* _YOUR GOAL_: Give back the line where "of the white" appears and all the lines after it until the listing ends, unchanged and with nothing else.

··· INFORMATION GIVEN ···

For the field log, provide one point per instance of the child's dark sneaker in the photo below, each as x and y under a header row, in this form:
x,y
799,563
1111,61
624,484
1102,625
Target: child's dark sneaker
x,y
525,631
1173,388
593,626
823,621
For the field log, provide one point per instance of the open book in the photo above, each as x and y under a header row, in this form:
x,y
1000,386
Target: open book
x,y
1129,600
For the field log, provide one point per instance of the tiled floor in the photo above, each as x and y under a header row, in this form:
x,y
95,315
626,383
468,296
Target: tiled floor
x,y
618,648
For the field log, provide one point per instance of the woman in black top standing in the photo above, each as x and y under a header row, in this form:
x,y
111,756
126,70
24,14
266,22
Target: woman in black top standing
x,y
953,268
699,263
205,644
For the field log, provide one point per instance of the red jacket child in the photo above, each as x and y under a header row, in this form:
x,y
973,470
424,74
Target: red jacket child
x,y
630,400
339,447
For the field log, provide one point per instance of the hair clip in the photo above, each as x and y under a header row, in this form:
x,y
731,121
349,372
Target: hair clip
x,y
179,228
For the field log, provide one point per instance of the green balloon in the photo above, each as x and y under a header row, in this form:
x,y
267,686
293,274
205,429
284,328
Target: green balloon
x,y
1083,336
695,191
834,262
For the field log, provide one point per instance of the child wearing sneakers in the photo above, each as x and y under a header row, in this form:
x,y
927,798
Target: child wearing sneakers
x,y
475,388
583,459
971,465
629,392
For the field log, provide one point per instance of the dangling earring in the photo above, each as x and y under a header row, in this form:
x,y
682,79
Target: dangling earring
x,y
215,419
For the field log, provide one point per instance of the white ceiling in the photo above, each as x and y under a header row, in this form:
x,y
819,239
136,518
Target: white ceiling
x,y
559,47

···

* _ANSWER SECTION_:
For the field log, provide one point per instance of the white ceiling in the photo above, each as x and y under a header row, in this form:
x,y
819,239
136,518
Target: white ceiling
x,y
559,47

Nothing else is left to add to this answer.